═══ Page text

You can check which model was used with option '--model-used'
Online Documentation: <https://gitlab.com/ai-gimlab/gptcli#gptcli---overview>
OPTIONS:
Global:
--defaults prints the program default values
-l, --list-models list names of all available models and exit
-m, --model=MODEL select model
use '--list-models' to list all available models
-p, --preview preview request payload and exit
--response-raw print full response body raw
--response-json print full response body json formatted
--help print this help
--version output version information and exit
Network:
--retries=RETRIES number of connection retries if network timeout occur
use the '--retries-wait' option to insert a pause between retries
--retries-wait=SECONDS in conjunction with '--retries RETRIES' option insert a pause between retries
--status check endpoint status before sending any request
exit program if any issue occur at endpoint side
--timeout=SECONDS network connection timeout, in seconds
apply to a complete request/response session
SECONDS = 0 means no timeout
--timeout-chunk=SECONDS stream mode network connection timeout, in seconds
apply to every streamed chunk of response
API Auth: ref: <https://gitlab.com/ai-gimlab/gptcli#how-to-get-and-use-openai-api-key>
-f, --file=APIKEY_FILE file with Openai api key (OPENAI_API_KEY=your_apikey)
Chat/Completion/Vision API: ref: <https://platform.openai.com/docs/api-reference/chat>
-a, --assistant="PROMPT" [role]: 'assistant' message PROMPT
must be used with '--previous-prompt' option
-c, --count=SELECT prints how many tokens have been used
can also print the word count of the AI response
SELECT can be 'in', 'out', 'total' (in + out) or 'words'
SELECT can also be any comma separated combination of above,
without any space, without trailing comma:
in,out
in,out,total,words
etc...
with options '--moderation' or '--moderation-bool' it has no effect
--cvs=CSV_FILE export request/response data, csv formatted, to CSV_FILE
no stream mode, no multiple response, no moderation
- if CSV_FILE does not exist: ask permission to create a new one
- if CSV_FILE exist: append data
--fingerprint print the system fingerprint of model backend configuration
--fp=VALUE frequency penalty: VALUE range from -2.0 to 2.0
--format=FORMAT the format that the model must output
FORMAT can be either 'text' or 'json_object' (or simply 'json')
--function='{JSON}' json object containing function definition
must be enclosed in single quotes
no stream mode
use '--function-examples' to view how to compose json object
support multiple functions
ref: <https://gitlab.com/ai-gimlab/gptcli/-/tree/main/examples?ref_type=heads#functions>
--function-call="MODE" how the model responds to function calls
MODE can be:
- "auto" (model choose if calling function)
- "none" (model does not call a function)
- "required" (model is forced to call one or more functions)
- "FUNCTION_NAME" (always call function "FUNCTION_NAME")

══════

** Task item A **
List every option that the gptcli help text places under the "Network" header.
** Task item B **
Continue the gptcli help text from its last line, "- "FUNCTION_NAME" (always call function "FUNCTION_NAME")".

═══ The data

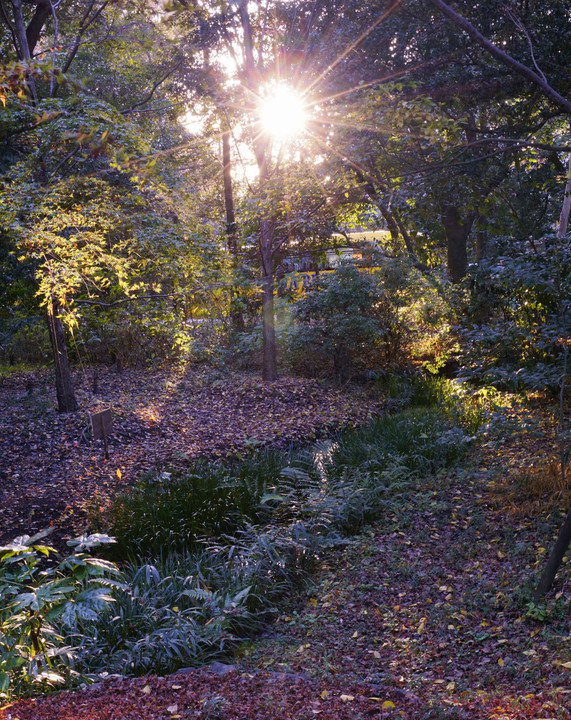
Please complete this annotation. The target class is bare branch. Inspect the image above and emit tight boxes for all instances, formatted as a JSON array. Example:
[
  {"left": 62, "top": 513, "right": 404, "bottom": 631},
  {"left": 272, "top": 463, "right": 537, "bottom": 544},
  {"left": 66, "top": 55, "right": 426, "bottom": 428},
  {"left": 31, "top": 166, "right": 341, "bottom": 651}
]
[
  {"left": 121, "top": 60, "right": 182, "bottom": 115},
  {"left": 427, "top": 0, "right": 571, "bottom": 114}
]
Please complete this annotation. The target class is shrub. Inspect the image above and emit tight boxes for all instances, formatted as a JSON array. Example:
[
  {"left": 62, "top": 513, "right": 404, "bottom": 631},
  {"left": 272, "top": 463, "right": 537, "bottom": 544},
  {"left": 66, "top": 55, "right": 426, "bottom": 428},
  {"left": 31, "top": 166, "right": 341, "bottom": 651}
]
[
  {"left": 0, "top": 532, "right": 123, "bottom": 697},
  {"left": 286, "top": 265, "right": 404, "bottom": 381},
  {"left": 462, "top": 238, "right": 571, "bottom": 389}
]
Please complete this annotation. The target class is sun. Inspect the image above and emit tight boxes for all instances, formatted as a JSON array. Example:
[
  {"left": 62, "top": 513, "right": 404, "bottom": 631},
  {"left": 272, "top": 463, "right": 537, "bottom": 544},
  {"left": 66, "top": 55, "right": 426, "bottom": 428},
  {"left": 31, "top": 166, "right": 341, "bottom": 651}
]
[{"left": 259, "top": 85, "right": 307, "bottom": 142}]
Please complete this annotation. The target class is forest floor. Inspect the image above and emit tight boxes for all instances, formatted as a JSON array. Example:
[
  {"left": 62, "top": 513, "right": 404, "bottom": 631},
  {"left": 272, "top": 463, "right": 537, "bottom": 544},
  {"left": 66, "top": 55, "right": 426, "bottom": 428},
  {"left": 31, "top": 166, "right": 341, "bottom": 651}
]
[
  {"left": 0, "top": 372, "right": 571, "bottom": 720},
  {"left": 0, "top": 369, "right": 383, "bottom": 545}
]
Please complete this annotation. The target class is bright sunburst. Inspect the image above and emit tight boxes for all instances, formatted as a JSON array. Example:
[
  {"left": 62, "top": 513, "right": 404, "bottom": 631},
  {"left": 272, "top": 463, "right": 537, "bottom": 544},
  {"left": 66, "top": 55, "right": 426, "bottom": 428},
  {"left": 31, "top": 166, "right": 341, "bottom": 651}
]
[{"left": 260, "top": 85, "right": 307, "bottom": 142}]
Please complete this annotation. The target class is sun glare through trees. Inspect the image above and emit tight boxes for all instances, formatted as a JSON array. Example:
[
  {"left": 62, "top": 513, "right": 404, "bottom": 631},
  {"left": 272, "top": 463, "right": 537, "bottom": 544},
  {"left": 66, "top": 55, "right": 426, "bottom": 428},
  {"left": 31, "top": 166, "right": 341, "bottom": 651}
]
[{"left": 259, "top": 85, "right": 307, "bottom": 143}]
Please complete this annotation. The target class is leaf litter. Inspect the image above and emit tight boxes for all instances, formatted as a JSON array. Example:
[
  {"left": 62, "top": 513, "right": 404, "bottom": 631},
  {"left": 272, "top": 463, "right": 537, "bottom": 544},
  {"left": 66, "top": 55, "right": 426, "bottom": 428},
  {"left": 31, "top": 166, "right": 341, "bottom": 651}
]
[{"left": 0, "top": 375, "right": 571, "bottom": 720}]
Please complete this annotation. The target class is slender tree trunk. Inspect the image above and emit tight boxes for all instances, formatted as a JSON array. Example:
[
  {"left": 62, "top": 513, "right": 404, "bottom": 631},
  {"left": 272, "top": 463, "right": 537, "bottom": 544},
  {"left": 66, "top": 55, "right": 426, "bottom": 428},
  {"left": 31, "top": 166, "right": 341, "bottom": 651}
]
[
  {"left": 237, "top": 0, "right": 278, "bottom": 381},
  {"left": 377, "top": 200, "right": 399, "bottom": 252},
  {"left": 47, "top": 300, "right": 78, "bottom": 412},
  {"left": 222, "top": 130, "right": 238, "bottom": 257},
  {"left": 534, "top": 508, "right": 571, "bottom": 602},
  {"left": 260, "top": 219, "right": 278, "bottom": 381},
  {"left": 443, "top": 205, "right": 474, "bottom": 283},
  {"left": 11, "top": 0, "right": 31, "bottom": 61},
  {"left": 557, "top": 155, "right": 571, "bottom": 239},
  {"left": 222, "top": 130, "right": 244, "bottom": 332}
]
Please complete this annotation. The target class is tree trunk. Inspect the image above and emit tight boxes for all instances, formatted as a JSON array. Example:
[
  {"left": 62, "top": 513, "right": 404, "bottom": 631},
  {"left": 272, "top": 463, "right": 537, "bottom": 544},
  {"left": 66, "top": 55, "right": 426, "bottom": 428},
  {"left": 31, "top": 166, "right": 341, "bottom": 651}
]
[
  {"left": 260, "top": 224, "right": 278, "bottom": 381},
  {"left": 222, "top": 130, "right": 238, "bottom": 257},
  {"left": 443, "top": 205, "right": 474, "bottom": 283},
  {"left": 222, "top": 130, "right": 244, "bottom": 332},
  {"left": 557, "top": 155, "right": 571, "bottom": 239},
  {"left": 534, "top": 508, "right": 571, "bottom": 602},
  {"left": 377, "top": 200, "right": 399, "bottom": 251},
  {"left": 47, "top": 300, "right": 78, "bottom": 412}
]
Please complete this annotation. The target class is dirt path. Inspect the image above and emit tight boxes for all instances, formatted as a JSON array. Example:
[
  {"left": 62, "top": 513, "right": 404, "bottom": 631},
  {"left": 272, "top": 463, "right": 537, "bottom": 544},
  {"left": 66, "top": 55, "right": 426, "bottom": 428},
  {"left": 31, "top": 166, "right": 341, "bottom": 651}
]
[{"left": 0, "top": 370, "right": 382, "bottom": 542}]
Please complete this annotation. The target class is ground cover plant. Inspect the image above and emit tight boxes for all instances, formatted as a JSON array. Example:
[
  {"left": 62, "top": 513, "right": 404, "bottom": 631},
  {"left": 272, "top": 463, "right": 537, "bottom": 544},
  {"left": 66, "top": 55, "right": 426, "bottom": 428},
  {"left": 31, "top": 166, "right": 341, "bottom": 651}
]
[
  {"left": 0, "top": 368, "right": 384, "bottom": 546},
  {"left": 1, "top": 380, "right": 478, "bottom": 700},
  {"left": 0, "top": 380, "right": 570, "bottom": 720}
]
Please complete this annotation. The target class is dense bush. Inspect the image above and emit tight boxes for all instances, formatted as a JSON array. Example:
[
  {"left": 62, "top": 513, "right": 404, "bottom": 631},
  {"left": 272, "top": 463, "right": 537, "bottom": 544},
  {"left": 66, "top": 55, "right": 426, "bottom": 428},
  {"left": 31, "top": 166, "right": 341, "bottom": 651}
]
[
  {"left": 286, "top": 265, "right": 404, "bottom": 380},
  {"left": 0, "top": 532, "right": 124, "bottom": 698}
]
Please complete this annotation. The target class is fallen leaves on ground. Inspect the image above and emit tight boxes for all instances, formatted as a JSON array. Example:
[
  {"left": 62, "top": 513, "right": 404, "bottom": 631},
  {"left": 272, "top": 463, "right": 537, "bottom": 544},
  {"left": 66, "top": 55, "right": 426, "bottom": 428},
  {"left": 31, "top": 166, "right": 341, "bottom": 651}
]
[
  {"left": 0, "top": 670, "right": 418, "bottom": 720},
  {"left": 0, "top": 369, "right": 382, "bottom": 542}
]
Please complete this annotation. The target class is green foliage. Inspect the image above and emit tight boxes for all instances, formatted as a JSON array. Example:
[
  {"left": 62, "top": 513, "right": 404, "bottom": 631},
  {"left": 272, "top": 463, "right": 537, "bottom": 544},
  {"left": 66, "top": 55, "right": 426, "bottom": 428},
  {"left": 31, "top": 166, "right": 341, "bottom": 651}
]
[
  {"left": 462, "top": 237, "right": 571, "bottom": 389},
  {"left": 287, "top": 265, "right": 404, "bottom": 380},
  {"left": 0, "top": 532, "right": 122, "bottom": 698},
  {"left": 111, "top": 453, "right": 279, "bottom": 555}
]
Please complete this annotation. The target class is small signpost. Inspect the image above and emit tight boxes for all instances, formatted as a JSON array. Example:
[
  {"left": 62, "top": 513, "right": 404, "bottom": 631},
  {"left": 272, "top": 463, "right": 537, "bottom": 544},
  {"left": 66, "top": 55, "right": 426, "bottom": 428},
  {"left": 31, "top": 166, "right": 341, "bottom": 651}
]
[{"left": 91, "top": 408, "right": 113, "bottom": 460}]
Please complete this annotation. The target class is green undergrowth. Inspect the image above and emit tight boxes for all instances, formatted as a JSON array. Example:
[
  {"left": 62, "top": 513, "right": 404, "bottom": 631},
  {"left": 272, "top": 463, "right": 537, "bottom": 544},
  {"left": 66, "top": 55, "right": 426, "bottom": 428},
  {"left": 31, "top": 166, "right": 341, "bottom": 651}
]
[{"left": 0, "top": 383, "right": 492, "bottom": 697}]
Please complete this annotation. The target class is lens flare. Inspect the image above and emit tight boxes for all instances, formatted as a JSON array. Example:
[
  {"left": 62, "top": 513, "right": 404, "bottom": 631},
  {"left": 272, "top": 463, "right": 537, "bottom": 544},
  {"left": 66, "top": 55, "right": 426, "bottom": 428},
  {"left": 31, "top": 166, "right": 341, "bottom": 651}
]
[{"left": 259, "top": 85, "right": 307, "bottom": 142}]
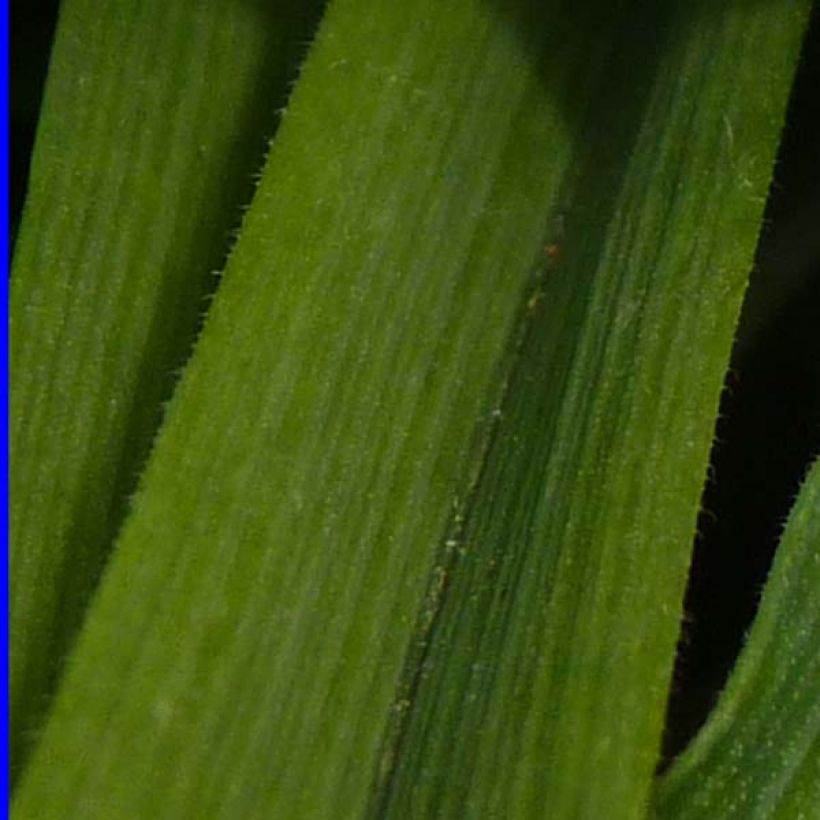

══════

** Response A **
--retries=RETRIES
--retries-wait=SECONDS
--status
--timeout=SECONDS
--timeout-chunk=SECONDS

** Response B **
MODE must always be enclosed in single or double quotes
--function-examples print some examples of function json object and exit
--function-noparallel disable parallel function calling
--list-presets list all available predefined tasks and exit
--lb='{"ID": BIAS}' logit bias: BIAS range from -100 to 100
json object: maps token IDs to a BIAS value
must be enclosed in single quotes
keys must always be enclosed in double quotes
eg: --lb '{"1234": -10, "4567": 20, "890": -90}'
--logprobs return log probabilities of the output tokens in tabular format
- in conjunction with the '--response-json' or '--response-raw' options
logprobs are included in the response, json formatted
- with '--stream' option logprobs are printed only if used
in conjunction with the '--response-json' or '--response-raw' options
--model-used which model was used at endpoint side
--name=NAME NAME of the author of the request
--pp=VALUE presence penalty: VALUE range from -2.0 to 2.0
--preset=PRESET_NAME predefined tasks, such as summarization, sentiment analisys, etc...
use '--list-presets' to list all available PRESET_NAMEs and their purpose
--preset-system print PRESET_NAME predefined system message and exit
--previous-prompt=PROMPT in conjunction with the '--assistant' option simulates a single round of chat
in conjunction with the '--tool' option simulates a single round of function call
-r, --response-tokens=TOKENS maximun number of response tokens
range from 0 to model max tokens minus input tokens
ref: <https://platform.openai.com/docs/models> for models context size
--responses=NUMBER how many responses to generate for each input message
no multiple responses in stream mode, moderation mode and csv export
--seed=NUMBER integer number
multiple requests with same prompt, seed and params should return similar/equal result
--stop="STOP,..." comma separated list of stop sequences, up to 4 sequences,
without trailing comma, enclosed in single or double quotes
eg: "STOP1,STOP2,..."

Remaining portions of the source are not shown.